──────── Provided entries
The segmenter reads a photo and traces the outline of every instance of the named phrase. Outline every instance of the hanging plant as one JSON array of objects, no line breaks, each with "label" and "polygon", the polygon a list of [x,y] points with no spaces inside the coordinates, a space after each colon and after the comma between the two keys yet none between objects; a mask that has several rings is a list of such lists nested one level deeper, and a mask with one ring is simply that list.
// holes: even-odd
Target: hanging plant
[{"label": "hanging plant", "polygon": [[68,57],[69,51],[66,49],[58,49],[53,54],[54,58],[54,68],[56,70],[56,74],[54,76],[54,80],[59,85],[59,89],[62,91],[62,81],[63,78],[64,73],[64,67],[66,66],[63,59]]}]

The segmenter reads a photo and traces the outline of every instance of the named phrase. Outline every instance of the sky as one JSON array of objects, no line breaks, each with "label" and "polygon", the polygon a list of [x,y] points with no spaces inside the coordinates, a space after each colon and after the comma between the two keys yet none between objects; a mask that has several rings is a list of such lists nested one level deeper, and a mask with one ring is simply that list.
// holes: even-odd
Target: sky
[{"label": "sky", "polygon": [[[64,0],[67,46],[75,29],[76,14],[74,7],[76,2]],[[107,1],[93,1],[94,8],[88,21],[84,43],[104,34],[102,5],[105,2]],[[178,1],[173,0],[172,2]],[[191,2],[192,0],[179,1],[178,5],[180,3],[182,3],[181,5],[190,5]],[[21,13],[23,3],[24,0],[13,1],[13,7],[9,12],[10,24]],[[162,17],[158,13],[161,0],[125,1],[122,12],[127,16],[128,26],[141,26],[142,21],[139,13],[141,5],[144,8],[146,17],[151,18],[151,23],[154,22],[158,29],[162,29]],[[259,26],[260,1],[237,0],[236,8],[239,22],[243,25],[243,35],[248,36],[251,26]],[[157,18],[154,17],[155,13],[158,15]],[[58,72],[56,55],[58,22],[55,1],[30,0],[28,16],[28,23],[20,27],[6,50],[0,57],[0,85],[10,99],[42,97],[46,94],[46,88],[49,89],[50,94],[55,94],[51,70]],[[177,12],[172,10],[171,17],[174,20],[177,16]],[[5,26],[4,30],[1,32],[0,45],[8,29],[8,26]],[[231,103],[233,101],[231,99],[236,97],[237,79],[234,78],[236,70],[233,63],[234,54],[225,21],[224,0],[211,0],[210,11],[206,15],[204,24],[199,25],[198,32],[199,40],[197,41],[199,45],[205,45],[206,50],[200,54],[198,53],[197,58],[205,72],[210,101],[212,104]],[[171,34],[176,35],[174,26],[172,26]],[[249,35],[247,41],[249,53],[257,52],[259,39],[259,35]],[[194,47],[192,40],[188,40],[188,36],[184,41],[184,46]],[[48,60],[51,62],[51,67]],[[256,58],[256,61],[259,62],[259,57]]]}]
────────────────
- **Task to complete**
Please convert all of the data above into a two-column CSV headed source_text and answer, with one row for each text and its answer. Put each value in a single quoted field and replace its line breaks with spaces.

- **Reply to the task**
source_text,answer
"The segmenter reads a photo and traces the outline of every instance of the named phrase. Outline every instance of the hanging plant as one JSON array of objects, no line breaks, each with ""label"" and ""polygon"", the polygon a list of [x,y] points with no spaces inside the coordinates, a space after each colon and after the comma between the two keys yet none between objects; a mask that has several rings is a list of such lists nested one level deeper, and a mask with one ring is simply that list. // holes: even-odd Target: hanging plant","[{""label"": ""hanging plant"", ""polygon"": [[68,57],[69,51],[66,49],[58,49],[53,54],[54,58],[54,68],[56,70],[56,74],[54,76],[54,80],[59,85],[59,89],[62,91],[62,81],[63,78],[64,73],[64,67],[66,66],[63,59]]}]"
"The segmenter reads a photo and traces the outline of every instance of the named phrase. Outline every instance of the sky as one JSON array of objects, no line breaks, each with ""label"" and ""polygon"", the polygon a list of [x,y] points with no spaces inside the coordinates, a space after each colon and after the comma between the two keys yet none between objects; a mask that has several rings is a list of such lists nested one level deeper, and a mask with one ring is simply that list. // holes: even-odd Target: sky","[{""label"": ""sky"", ""polygon"": [[[64,0],[67,46],[75,29],[76,14],[74,7],[76,2]],[[107,1],[93,1],[94,8],[88,21],[84,43],[104,34],[102,5],[105,2]],[[178,1],[173,0],[172,2]],[[191,2],[192,0],[179,1],[178,5],[180,3],[182,3],[181,5],[190,5]],[[21,13],[23,3],[24,0],[13,1],[13,7],[9,12],[10,24]],[[162,17],[158,13],[161,0],[125,1],[122,12],[127,16],[128,26],[141,26],[142,21],[139,13],[141,5],[144,8],[146,17],[151,18],[151,23],[154,22],[158,29],[162,29]],[[259,26],[260,1],[237,0],[236,8],[239,22],[243,25],[243,35],[248,36],[251,26]],[[157,18],[154,17],[155,13],[158,15]],[[58,72],[56,55],[58,22],[55,1],[30,0],[28,16],[28,23],[20,27],[6,50],[0,57],[0,85],[10,99],[42,97],[46,94],[46,88],[49,89],[50,94],[55,94],[51,70]],[[177,12],[172,10],[171,17],[174,20],[177,16]],[[5,26],[4,30],[1,32],[0,45],[8,29],[8,26]],[[231,103],[233,101],[231,99],[236,97],[237,79],[234,78],[236,70],[233,63],[234,54],[225,21],[224,0],[211,0],[210,11],[206,15],[204,24],[199,25],[198,32],[199,40],[197,41],[199,45],[205,45],[206,50],[200,54],[198,53],[197,58],[205,72],[210,101],[212,104]],[[171,34],[176,35],[174,26],[172,26]],[[249,35],[247,41],[249,53],[257,52],[259,39],[259,35]],[[194,47],[192,40],[188,40],[188,36],[184,41],[184,46]],[[48,60],[51,62],[51,67]],[[256,58],[256,61],[259,62],[259,57]]]}]"